_Stated goal_: Print out every record exactly as it appears.

_Entries provided_:
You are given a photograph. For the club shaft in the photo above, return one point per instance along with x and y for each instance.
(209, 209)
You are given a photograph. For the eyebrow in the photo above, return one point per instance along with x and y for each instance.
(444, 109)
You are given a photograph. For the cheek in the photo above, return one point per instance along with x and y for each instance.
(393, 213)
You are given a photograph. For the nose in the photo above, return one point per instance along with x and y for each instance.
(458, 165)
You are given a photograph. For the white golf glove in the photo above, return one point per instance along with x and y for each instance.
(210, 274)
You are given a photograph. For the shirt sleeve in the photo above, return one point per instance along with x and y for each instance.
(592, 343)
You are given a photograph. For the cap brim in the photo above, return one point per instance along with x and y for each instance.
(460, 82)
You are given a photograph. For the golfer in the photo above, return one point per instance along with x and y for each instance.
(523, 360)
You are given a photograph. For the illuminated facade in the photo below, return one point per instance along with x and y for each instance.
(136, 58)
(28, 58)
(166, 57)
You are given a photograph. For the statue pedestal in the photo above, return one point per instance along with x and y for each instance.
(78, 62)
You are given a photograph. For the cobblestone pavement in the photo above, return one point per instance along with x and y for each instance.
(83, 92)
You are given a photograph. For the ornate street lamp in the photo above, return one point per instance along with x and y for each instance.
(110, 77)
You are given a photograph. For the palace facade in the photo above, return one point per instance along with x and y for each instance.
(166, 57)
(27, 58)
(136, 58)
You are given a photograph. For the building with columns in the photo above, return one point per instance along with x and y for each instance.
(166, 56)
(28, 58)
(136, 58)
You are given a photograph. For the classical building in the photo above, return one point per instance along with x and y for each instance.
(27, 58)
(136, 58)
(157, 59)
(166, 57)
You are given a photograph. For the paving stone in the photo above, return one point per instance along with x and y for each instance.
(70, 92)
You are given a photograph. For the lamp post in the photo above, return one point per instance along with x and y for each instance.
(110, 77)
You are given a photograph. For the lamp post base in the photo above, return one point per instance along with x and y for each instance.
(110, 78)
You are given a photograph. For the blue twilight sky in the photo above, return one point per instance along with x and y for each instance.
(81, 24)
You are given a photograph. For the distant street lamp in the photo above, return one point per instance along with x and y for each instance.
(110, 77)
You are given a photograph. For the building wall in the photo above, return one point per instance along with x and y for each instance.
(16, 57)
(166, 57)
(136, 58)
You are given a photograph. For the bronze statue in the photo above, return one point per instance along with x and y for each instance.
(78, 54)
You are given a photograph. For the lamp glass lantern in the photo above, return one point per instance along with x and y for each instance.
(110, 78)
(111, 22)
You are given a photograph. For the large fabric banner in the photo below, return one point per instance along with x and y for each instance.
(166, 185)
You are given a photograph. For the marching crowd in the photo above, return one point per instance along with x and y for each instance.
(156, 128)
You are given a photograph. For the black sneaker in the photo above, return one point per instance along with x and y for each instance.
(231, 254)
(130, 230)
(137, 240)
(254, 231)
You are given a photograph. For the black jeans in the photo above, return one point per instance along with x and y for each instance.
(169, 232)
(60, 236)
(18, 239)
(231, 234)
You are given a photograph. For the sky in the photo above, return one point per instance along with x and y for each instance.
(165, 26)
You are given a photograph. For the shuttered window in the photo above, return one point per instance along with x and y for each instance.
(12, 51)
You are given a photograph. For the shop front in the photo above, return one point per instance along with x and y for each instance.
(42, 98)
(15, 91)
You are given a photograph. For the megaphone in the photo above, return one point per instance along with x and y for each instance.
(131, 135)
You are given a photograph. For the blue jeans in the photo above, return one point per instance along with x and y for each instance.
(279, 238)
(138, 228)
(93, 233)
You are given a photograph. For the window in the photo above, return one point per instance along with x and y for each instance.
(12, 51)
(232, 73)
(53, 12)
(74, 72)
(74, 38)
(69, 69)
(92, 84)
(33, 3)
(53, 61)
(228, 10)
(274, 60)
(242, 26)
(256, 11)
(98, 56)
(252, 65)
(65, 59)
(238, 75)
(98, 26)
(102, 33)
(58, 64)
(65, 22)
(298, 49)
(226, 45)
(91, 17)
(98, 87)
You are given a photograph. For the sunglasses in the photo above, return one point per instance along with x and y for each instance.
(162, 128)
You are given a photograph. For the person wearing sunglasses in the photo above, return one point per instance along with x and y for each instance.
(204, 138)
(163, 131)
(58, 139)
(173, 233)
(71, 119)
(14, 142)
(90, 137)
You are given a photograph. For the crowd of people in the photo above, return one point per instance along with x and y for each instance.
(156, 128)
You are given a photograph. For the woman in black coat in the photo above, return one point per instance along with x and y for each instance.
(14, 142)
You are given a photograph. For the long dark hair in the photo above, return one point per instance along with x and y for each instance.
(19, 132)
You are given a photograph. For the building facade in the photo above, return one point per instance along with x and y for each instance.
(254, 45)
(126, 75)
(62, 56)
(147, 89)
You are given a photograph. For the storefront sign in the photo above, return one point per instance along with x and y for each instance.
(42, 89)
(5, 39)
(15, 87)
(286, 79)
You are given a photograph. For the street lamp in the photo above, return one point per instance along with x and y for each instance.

_Task result_:
You are given a photograph. For the club shaft in the photo above, return one point per instance along with x and y for each instance.
(209, 209)
You are given a photograph. For the eyebrow in the photo above, return one point per instance along with x and y for each instance.
(444, 109)
You are given a photograph. For the cheek in the photo above, return one point per instance along with x and y for each instance.
(393, 213)
You are given a photograph. For the nose in the photo above, return one point per instance along with x and y for each instance.
(458, 165)
You are given a photograph. For the white golf glove in the photo above, return one point per instance along with x and y for each instance.
(210, 274)
You are given a photograph. For the shirt sleeve in the photo above, return one point per instance along with x and y for each instance.
(592, 343)
You are given a photograph. For the cap brim in the photo above, return one point per instance along with x and y for each instance.
(460, 82)
You are given a photograph. For the golfer in the photo above, return one point per instance along with x and y for each instance.
(523, 360)
You are given a photograph. For the illuminated facade in the photo below, return one point per instance along with x and y for each instance.
(136, 58)
(28, 58)
(166, 57)
You are given a photograph. For the statue pedestal in the photo above, return one point per instance along with x and y for each instance.
(78, 62)
You are given a photograph. For the cobblestone pavement in the photo above, return one point per instance along with x and y for each instance.
(83, 92)
You are given a photograph. For the ornate street lamp in the photo above, return one point per instance along with x and y for each instance.
(110, 77)
You are given a photograph. For the palace facade in the photo above, return one point per instance along with x and y for each instance.
(166, 57)
(27, 58)
(136, 58)
You are given a photograph. For the building with columns in the photo above, return one point per instance along with x and y for each instance.
(166, 56)
(28, 58)
(136, 58)
You are given a photograph. For the classical building in the photo above, return one point per instance along with x and y for each instance.
(27, 58)
(136, 58)
(157, 59)
(166, 57)
You are given a photograph. For the paving stone in the photo above, return one point per instance along with x and y for each instance.
(70, 92)
You are given a photograph. For the lamp post in the photo above, return one point per instance along with x and y for each instance.
(110, 77)
You are given a photograph. For the lamp post base in the photo above, return one point per instance along with x and y for each instance.
(110, 78)
You are given a photograph. For the blue twilight sky in the photo above, return one point per instance along with x and y for each instance.
(81, 24)
You are given a photograph. For the distant street lamp in the photo above, return one point per instance along with x and y for each instance.
(110, 77)
You are given a photograph. For the building wall in the photo above, return one point per instance along with x and y for each instance.
(16, 57)
(166, 57)
(136, 58)
You are given a photograph. For the bronze statue in the photo above, return one point per instance along with x and y for each instance.
(78, 54)
You are given a photograph. For the lamp glass lantern in the photo above, return one point per instance along with x and y for each instance.
(110, 78)
(111, 22)
You are given a photograph. For the large fabric banner in the photo below, return one point per instance along with x and y for each instance.
(166, 185)
You are given a photograph. For the marching crowd in the photo above, return one point per instance along with x and y for each instance.
(156, 128)
You are given a photograph. For the black sneaker in the photo above, return one point per instance along with x and y for each instance.
(231, 254)
(130, 230)
(137, 240)
(254, 231)
You are given a photograph. For the black jeans in the photo above, return one point per instance along with x and y for each instance.
(169, 232)
(60, 236)
(18, 239)
(231, 234)
You are given a photograph. For the sky in the photo above, return one point per instance along with x and y for each instance.
(165, 26)
You are given a photograph. For the shuttered window in the photo above, return one point per instance along with x and y for each instance.
(12, 51)
You are given a photograph. For the shop front in the photo above, return one point per instance along with x and y for each instance.
(42, 98)
(15, 91)
You are given a photograph. For the megaphone in the photo above, return one point per instance along with x and y for each instance.
(131, 135)
You are given a photograph. For the blue jeans in the photo above, return one point per instance along with x and y for each instance.
(279, 238)
(138, 228)
(93, 233)
You are given a photograph. For the window in the photo above, return one point per instance along with x and y for each instance.
(12, 51)
(232, 73)
(53, 12)
(74, 72)
(74, 38)
(69, 69)
(92, 84)
(33, 3)
(53, 61)
(228, 10)
(274, 60)
(242, 26)
(256, 11)
(98, 56)
(252, 65)
(65, 59)
(238, 75)
(98, 26)
(102, 33)
(58, 64)
(65, 22)
(298, 49)
(226, 45)
(91, 17)
(98, 87)
You are given a photograph. For the sunglasses in the photo above, return one point per instance along with x and y for each instance.
(162, 128)
You are given a photograph. For the person wearing sunglasses in the photo above, return one point per instance along with x and y for each instance.
(204, 138)
(163, 131)
(58, 139)
(173, 233)
(71, 119)
(14, 142)
(90, 137)
You are given a photograph. For the crowd of people in the photo above, return one point per instance along with x and y for each instance.
(156, 128)
You are given a photograph. For the woman in black coat in the photo above, return one point per instance along with x and y for each instance.
(14, 142)
You are given a photograph. For the long dark hair in the photo above, return one point per instance along with x and y for each instance.
(19, 132)
You are given a photograph. For the building facade in the photo above, return one point per instance along with x and y for each instance.
(254, 45)
(126, 75)
(62, 56)
(147, 89)
You are given a photograph. For the storefront sign in the photo above, return one point per instance along with x and y for each instance.
(42, 89)
(5, 39)
(15, 87)
(286, 79)
You are given a photograph. For the street lamp in the photo above, return one point per instance along with x and y for each instance.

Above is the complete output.